Boost logo

Boost :

From: Ruben Perez (rubenperez038_at_[hidden])
Date: 2020-04-14 18:41:56


On Tue, 14 Apr 2020 at 14:16, Dominique Devienne via Boost <
boost_at_[hidden]> wrote:

> On Mon, Apr 13, 2020 at 1:52 PM Ruben Perez via Boost <
> boost_at_[hidden]>
> wrote:
>
> > I have been working in a proof-of-concept implementation of PostgreSQL.
> You
> > can find it here: https://github.com/anarthal/postgres-asio
>
>
> Hi. Great, I've been following this thread from afar, because first I'm
> using/learning ASIO
> myself, and second because I call databases as part of the processing I do
> in my ASIO-scheduled
> "tasks". But I'm a PostgreSQL user, not a MySQL one, thus my relative lack
> of interest until now :).
>

>
> > It supports connections, queries and prepared statements with an API
> almost
> > identical to the one proposed for Boost.MySQL. I have only implemented
> > synchronous operations yet. I hope this helps prove that implementing
> other
> > databases with a very similar API is feasible and helps push the MySQL
> > library forward.
> >
>
> I'm confused. What's the point of implementing synchronous at all rather
> than use
> libpq directly? libpq is "official" and synchronous, so the *only* reason
> I'd prefer your
> re-implementation of the protocol would be to gain async via ASIO.
>

Thanks for checking out! The point of that library was just a small proof
of concept. There were a considerable amount of people concerned about the
MySQL library being too MySQL specific. I just wanted to show that you
*could* write a similar kind of library for other database. So at this
moment you are right, there is absolutely no reason to choose my
implementation. Just to be clear, the MySQL implementation is indeed
complete and tested.

>
> I haven't looked at the code, but I would also have assumed that any
> synchronuous
> API for a library that stated to the async, would be as a convenience layer
> on top of
> the async layer, doing the waiting/synchronization for you, to simplify
> things when async
> is not strictly necessary.
>
> But what you wrote above seems to imply the contrary. Is the async API
> implemented
> on top of the sync API? Or you implement two separate APIs completely?
>

There is no async API at the moment. In the MySQL library both APIs are
implemented separately, with most of the code factored out into
functions/classes. But once you've got the synchronous implementation and
API, you can "just write" the async one, as I keep the sync and async API
consistent. So, for the proof of concept, I just did the sync one (which is
easier).

>
>
> > Note that the Postgres library is just a proof of concept; it is very far
> > from being a full implementation. At this point I lack the time to
> > transform this library into a full implementation. If somebody wants to
> > volunteer and progress this library into a full implementation (or just
> > write something from scratch), I would appreciate it a lot - just message
> > me.
****************
▶ [Stated problem A] According to the mailing list post, what kind of operations has the PostgreSQL proof of concept implemented so far?
▶ [Stated problem B] Reproduce the mailing list post from "On Tue, 14 Apr" up to and including "implementation of PostgreSQL.".
▶ [Stated problem C] Continue the mailing list post about the PostgreSQL proof of concept from the point where it stops.
The lines after this point come from a separate source and are unrelated to the mailing list post.

▶ [Recorded information]
****************
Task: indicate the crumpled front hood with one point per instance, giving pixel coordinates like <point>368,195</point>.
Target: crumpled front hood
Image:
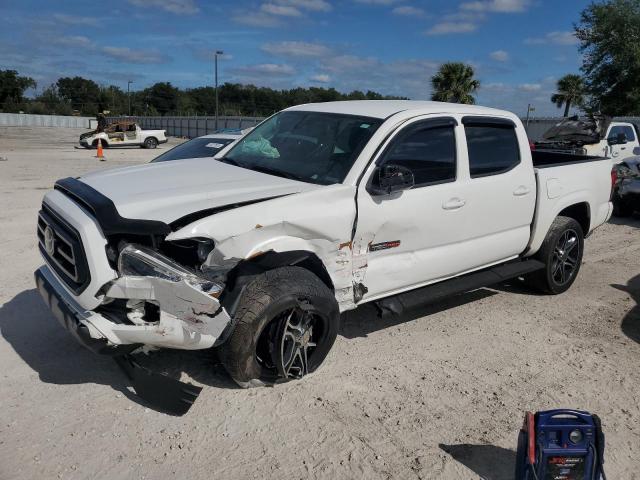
****************
▶ [Written response A] Only synchronous operations.

▶ [Written response B]
On Tue, 14 Apr 2020 at 14:16, Dominique Devienne via Boost <
boost_at_[hidden]> wrote:

> On Mon, Apr 13, 2020 at 1:52 PM Ruben Perez via Boost <
> boost_at_[hidden]>
> wrote:
>
> > I have been working in a proof-of-concept implementation of PostgreSQL.

▶ [Written response C]
> >
>
> It's hard to get traction on alternatives to official APIs (like libpq for
> PostgreSQL),
> w/o some pretty strong guarantees on testing. And testing with databases is
> complicated
> because of the need to access that remote DB; you can't easily mock a
> database reliably.
> I'm not sure how that would work within Boost. Are there precedent for
> Boost libraries that
> need "external" resources like full blown databases? Perhaps via VMs and/or
> Docker?
>

For MySQL, I have set up CI testing (Travis for Linux and OSX, Appveyor for
Windows). I deploy the database (at this moment using the system package
manager, I am considering switching to Docker containers to test a wider
range of DB versions). Most of the tests run with a real database
connection. At this moment, The MySQL library database tests cover most of
the native types, both in text queries and statements, as well as the most
used authentication methods.

If I were to do a fully-fledged implementation for Postgres, I would
implement a similar strategy. But doing so for MySQL has proven to be
really time-consuming. I would prefer to push the MySQL library forward
before moving into another one.

>
>
> > As always, any feedback is welcome.
> >
>
> A few things that came to my mind reading this thread, from my DB
> experience, is that
> the re-implement-the-low-level-protocol approach applies to very few DB
> systems,
> given that most commercial DBs use proprietary protocols (I know Oracle
> does for sure).
> Or the most used DB in the world (SQLite) doesn't have a network protocol
> at all. So that
> pretty much only leaves MySQL and PostgreSQL, no? So at the very least,
> both should be
> supported by a library that wants to gain widespread appeal IMHO. And from
> my POV, you
> chose the wrong one to start with :)
>

I have read that SQLite has an async API (using the filesystem asynchronous
API), so maybe we could do something with it. I haven't explored that at
all, TBH.

>
> Another remark is that PostgreSQL has two modes, text (the default) and
> binary to send row
> data back and forth. We've tested both and went the most difficult route of
> using the binary
> route for performance reasons, which complicates things. Do you handle both
> modes at the
> protocol level?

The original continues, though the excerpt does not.